* [RINGKASAN TUGAS 1] Baris mana saja di bawah ini yang memuat kata "beach"? Kumpulkan semuanya dan salin tanpa perubahan.

* [KUTIPAN HALAMAN]
***
Menggunakan Sutrah Dalam Salat, Bagaimana Tuntunannya?
foto: life.indozone
UM Surabaya

*) Oleh: Dr Zainuddin MZ, Lc, MA
Ketua Lajnah Tarjih Majelis Tarjih dan Tajdid PWM Jawa Timur

Assalamualaikum warahmatullahi wabarakatuh

Saya dapat kiriman video katanya dari teman-teman salafi yang di dalamnya ada tata cara salat dengan menggunakan sutrah. Sampai-sampai ada orang sedang duduk yang dijadikan sutrah salatnya.

Ketika orang yang duduk tersebut pergi meninggalkan tempatnya, maka sambil salat ia pun berjalan-jalan mencari orang duduk lain untuk dijadikan sutrah salatnya. Lalu bagaimana tuntunan yang sebenarnya?

Dalam bedah buku empat puluh empat kesalahan dalam salat juga ada penjelasan, bahwa dibuatnya sutrah itu bukan hanya untuk kepentingan manusia, namun juga menjaga diri dari setan. Mohon penjelasan ustaz?

Hamba Allah, Surabaya

Waalaikum salam warahmatullahhi wabarokatuh

Pengertian Sutrah

Sutrah dari kata “satara” berarti “penutup, selubung, penyembunyian, rahasia, samar, pelindung, proteksi, penyaring atau penghalang”.

Dalam konteks salat tentunya dimaksudkan adanya sesuatu yang dapat menjaga seseorang melintasinya sehingga tidak memutus pelaksanaan salatnya.

Wujudnya berupa tongkat yang ditancapkan atau tiang-tiang masjid atau benda apa saja yang diletakkan pada arah kiblatnya, bahkan ada juga yang berpendapat cukup adanya garis.

Hadis Sutrah

Hadis yang menjelaskan sutrah cukup banyak, di antaranya adalah sebagai berikut:

  1. Hadis Sabrah bin Ma’bad al-Juhani:

وَعَنْ سَبْرَةَ بْنِ مَعْبَدٍ الْجُهَنِيِّ رضي الله عنه قَالَ: قَالَ رَسُولُ اللهِ صلى الله عليه وسلم: لِيَسْتَتِرْ أَحَدُكُمْ فِي صَلَاتِهِ وَلَوْ بِسَهْمٍ

“Dinarasikan Sabrah bin Ma’bad al-Juhani ra., Rasulullah saw. bersabda: Hendaklah seorang di antara kalian mengambil sutrah sewaktu shalatnya walaupun dengan menancapkan anak panah.” (Hr. Hakim: 925; Ibnu Khuzaimah: 810; Ahmad: 15376, dan Ibnu Abi Syaibah: 2862)
***
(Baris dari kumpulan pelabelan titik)
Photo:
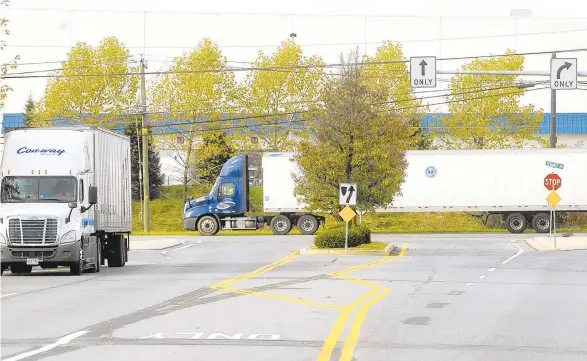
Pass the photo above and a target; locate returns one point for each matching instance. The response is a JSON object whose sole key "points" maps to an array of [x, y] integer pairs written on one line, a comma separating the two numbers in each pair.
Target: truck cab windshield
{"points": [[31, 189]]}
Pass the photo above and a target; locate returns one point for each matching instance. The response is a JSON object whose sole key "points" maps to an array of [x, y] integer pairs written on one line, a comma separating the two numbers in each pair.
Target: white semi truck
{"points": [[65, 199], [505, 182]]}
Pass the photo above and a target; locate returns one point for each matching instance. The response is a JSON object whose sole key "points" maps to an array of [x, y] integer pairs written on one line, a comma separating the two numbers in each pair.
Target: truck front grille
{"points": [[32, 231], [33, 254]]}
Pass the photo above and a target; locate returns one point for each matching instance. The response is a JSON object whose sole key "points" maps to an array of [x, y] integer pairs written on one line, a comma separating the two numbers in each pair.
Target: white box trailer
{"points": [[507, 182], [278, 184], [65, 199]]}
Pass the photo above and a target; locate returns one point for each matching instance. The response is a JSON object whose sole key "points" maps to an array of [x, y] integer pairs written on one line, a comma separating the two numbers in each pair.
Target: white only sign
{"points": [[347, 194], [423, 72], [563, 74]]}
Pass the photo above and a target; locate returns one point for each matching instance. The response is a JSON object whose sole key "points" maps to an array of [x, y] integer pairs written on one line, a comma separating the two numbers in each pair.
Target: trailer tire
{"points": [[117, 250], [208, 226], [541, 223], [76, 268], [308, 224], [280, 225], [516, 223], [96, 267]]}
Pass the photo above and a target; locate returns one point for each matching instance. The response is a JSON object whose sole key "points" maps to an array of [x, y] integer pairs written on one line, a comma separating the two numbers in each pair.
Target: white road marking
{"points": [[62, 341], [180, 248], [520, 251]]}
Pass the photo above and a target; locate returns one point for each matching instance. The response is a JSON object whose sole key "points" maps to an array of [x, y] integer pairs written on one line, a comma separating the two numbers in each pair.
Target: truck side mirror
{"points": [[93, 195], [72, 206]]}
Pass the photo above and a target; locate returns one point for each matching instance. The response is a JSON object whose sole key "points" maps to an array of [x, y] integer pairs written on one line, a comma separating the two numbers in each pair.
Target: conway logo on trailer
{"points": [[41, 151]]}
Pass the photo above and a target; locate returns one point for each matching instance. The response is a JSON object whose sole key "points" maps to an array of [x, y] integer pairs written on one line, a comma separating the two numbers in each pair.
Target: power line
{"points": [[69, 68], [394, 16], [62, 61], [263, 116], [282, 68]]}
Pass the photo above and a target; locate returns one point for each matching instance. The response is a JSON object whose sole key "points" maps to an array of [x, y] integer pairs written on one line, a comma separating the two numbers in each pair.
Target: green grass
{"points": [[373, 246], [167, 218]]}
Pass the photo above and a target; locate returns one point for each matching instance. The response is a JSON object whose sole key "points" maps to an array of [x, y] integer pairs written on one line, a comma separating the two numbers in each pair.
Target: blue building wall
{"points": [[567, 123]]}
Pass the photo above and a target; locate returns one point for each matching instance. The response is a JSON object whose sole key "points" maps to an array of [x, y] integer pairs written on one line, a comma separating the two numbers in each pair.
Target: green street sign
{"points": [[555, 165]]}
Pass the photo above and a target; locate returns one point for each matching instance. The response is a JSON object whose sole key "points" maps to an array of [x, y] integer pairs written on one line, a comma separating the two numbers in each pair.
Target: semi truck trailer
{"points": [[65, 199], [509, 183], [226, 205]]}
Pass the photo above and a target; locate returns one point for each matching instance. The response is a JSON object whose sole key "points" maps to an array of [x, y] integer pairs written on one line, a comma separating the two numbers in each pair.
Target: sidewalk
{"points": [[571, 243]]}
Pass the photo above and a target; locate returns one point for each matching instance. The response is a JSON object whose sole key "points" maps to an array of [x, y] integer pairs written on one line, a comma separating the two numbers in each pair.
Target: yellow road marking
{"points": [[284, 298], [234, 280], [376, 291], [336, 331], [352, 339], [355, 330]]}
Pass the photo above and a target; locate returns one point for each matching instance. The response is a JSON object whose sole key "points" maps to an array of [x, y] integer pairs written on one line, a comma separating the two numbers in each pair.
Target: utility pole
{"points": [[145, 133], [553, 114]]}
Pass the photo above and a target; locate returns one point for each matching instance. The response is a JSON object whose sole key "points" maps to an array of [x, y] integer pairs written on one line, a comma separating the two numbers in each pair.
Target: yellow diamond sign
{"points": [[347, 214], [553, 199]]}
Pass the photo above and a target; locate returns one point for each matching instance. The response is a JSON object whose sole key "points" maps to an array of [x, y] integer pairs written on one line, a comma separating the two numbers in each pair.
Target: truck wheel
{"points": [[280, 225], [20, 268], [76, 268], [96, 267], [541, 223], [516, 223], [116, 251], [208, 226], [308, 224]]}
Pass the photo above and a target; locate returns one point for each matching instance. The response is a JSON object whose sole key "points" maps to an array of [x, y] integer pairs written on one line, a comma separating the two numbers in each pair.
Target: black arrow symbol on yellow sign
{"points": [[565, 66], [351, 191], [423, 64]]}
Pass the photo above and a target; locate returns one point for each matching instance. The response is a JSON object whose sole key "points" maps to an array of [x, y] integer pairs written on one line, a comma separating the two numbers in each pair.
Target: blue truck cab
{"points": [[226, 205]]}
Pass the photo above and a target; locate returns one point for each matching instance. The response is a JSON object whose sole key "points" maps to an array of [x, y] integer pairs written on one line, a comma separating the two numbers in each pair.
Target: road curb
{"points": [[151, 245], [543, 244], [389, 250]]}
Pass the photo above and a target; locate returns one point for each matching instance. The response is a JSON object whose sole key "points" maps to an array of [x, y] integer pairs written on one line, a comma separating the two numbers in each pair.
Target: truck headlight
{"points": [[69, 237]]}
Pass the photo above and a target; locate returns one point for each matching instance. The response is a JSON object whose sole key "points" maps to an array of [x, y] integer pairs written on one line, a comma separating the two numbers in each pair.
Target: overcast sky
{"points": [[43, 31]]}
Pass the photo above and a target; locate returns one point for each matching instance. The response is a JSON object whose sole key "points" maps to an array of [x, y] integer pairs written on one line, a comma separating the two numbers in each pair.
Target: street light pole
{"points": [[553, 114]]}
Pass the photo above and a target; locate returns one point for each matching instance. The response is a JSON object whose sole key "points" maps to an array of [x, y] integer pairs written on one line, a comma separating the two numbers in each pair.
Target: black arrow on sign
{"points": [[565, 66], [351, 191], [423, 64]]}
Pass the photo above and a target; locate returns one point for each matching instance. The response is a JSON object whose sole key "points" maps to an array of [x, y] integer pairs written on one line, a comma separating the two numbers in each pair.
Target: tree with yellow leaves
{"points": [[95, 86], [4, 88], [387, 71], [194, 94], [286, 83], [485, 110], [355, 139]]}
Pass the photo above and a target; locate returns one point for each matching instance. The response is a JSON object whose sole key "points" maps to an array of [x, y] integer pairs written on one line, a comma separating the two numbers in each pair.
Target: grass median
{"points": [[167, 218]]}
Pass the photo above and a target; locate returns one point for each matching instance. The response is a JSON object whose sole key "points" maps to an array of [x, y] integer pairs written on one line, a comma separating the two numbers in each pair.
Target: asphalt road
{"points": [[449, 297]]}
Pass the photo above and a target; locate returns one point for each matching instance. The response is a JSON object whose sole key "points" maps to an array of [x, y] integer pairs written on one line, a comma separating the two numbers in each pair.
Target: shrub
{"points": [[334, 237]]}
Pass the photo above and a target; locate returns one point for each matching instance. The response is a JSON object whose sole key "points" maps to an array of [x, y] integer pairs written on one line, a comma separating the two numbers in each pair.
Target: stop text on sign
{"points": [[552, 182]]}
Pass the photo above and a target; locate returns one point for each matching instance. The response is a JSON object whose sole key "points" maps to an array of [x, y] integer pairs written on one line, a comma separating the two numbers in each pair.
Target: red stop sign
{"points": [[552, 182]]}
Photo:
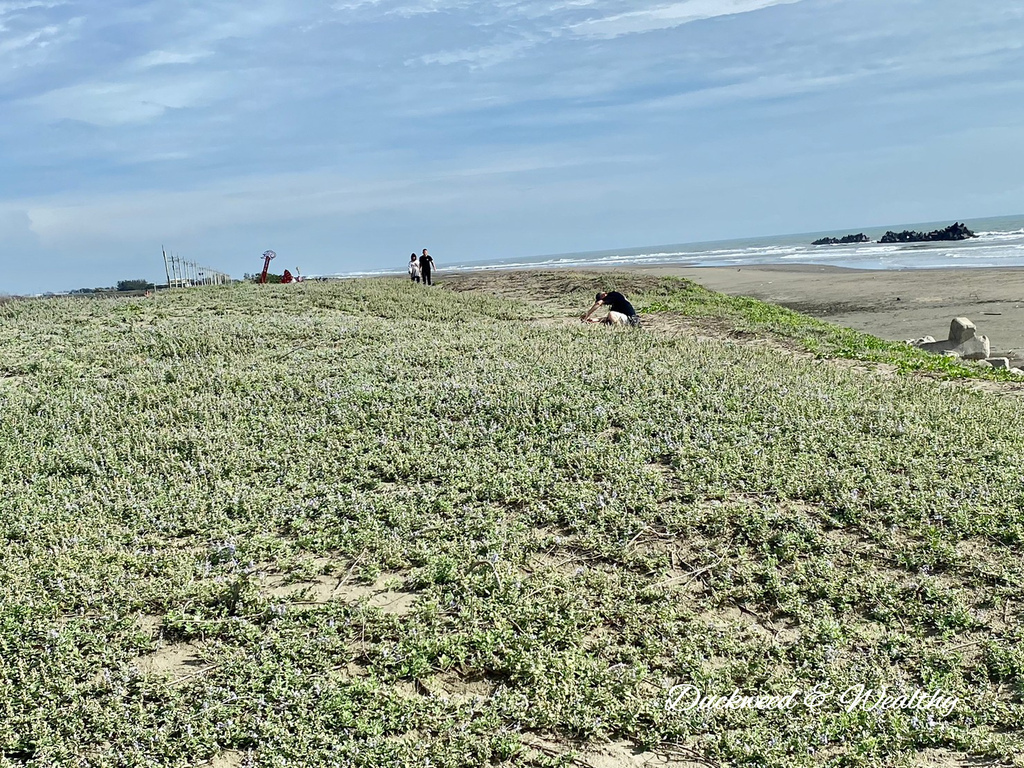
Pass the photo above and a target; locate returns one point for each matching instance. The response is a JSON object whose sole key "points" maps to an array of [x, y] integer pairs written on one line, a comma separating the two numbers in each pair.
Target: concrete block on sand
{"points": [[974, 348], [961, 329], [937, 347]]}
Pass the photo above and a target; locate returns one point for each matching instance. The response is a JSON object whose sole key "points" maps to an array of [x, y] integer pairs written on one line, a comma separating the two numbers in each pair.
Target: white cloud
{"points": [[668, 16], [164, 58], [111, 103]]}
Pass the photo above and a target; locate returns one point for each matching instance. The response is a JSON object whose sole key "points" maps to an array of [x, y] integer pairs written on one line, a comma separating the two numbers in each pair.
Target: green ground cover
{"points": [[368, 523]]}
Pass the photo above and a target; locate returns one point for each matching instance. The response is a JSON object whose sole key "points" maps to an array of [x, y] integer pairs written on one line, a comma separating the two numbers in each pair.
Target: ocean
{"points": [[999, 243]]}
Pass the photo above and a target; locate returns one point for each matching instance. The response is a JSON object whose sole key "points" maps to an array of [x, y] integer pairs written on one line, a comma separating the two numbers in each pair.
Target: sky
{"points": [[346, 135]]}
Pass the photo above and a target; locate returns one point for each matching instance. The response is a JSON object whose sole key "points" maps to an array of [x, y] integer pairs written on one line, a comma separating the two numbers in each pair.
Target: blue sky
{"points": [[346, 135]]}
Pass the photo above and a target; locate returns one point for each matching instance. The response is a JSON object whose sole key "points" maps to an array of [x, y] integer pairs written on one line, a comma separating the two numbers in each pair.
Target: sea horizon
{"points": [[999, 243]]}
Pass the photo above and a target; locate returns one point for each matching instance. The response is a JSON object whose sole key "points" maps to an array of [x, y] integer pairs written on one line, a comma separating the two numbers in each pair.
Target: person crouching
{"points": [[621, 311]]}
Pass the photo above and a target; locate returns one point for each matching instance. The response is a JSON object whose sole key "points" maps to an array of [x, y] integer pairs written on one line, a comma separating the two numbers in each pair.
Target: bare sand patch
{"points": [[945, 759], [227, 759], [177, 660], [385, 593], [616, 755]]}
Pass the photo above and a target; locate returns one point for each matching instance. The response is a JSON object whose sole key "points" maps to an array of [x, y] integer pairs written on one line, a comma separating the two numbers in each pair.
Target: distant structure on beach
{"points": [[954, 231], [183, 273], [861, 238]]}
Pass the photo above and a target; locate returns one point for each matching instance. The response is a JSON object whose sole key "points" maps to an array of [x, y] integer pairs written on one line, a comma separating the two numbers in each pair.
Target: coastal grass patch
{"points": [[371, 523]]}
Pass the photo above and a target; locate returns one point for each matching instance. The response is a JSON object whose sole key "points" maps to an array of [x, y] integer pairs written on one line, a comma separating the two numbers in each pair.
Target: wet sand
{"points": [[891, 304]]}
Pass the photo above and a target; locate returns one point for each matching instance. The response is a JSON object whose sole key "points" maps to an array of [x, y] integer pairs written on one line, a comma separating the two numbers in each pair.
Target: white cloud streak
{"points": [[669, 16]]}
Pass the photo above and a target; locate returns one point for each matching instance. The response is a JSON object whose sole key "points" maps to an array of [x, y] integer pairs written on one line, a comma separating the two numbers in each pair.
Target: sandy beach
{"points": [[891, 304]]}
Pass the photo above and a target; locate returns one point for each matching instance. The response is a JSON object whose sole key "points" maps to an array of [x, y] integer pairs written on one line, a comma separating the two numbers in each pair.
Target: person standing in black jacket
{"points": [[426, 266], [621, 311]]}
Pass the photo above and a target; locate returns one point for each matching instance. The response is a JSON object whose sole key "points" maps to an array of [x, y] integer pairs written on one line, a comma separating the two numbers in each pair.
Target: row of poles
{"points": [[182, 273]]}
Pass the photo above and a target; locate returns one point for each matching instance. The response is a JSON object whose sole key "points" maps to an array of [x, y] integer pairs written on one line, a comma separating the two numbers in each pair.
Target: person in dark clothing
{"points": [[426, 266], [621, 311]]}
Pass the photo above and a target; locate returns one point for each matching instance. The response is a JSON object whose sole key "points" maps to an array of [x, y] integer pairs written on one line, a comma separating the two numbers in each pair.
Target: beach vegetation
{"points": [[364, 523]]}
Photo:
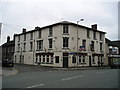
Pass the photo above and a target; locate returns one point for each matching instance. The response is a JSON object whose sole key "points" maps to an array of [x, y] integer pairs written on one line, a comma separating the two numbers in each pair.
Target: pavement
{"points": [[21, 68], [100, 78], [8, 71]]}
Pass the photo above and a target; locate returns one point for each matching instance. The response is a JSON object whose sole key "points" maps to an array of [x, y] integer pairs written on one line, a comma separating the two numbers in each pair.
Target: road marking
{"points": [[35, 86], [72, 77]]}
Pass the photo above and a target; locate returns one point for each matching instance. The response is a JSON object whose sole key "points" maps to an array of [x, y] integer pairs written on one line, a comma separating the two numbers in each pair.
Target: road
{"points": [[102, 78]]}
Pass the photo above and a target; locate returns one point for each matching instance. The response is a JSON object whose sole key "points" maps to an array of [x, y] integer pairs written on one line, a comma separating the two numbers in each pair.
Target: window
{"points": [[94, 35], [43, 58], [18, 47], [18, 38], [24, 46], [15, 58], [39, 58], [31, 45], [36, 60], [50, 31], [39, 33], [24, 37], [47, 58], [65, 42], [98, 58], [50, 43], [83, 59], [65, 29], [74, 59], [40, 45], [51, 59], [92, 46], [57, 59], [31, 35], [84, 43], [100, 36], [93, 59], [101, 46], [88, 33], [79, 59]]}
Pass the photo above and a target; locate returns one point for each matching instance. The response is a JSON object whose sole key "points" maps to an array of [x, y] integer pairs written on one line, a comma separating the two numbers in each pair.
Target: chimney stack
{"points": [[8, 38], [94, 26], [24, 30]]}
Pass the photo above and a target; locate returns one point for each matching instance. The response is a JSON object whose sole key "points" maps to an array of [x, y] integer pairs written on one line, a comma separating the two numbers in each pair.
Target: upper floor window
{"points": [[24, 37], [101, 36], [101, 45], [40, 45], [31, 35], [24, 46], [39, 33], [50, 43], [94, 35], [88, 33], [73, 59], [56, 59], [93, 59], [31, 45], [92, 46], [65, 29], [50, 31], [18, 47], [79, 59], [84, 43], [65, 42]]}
***
* [RINGKASAN TUGAS 2] Bisakah Anda menyalin ulang bagian tulisan tentang sutrah dalam salat di atas, mulai dari kata-kata yang memuat "Saya dapat kiriman" sampai "yang dijadikan sutrah salatnya.", tanpa mengubah apa pun?

* [JAWABAN TERTULIS 1]
Target: distant structure on beach
Target: sandy beach
Target: beach vegetation

* [JAWABAN TERTULIS 2]
Saya dapat kiriman video katanya dari teman-teman salafi yang di dalamnya ada tata cara salat dengan menggunakan sutrah. Sampai-sampai ada orang sedang duduk yang dijadikan sutrah salatnya.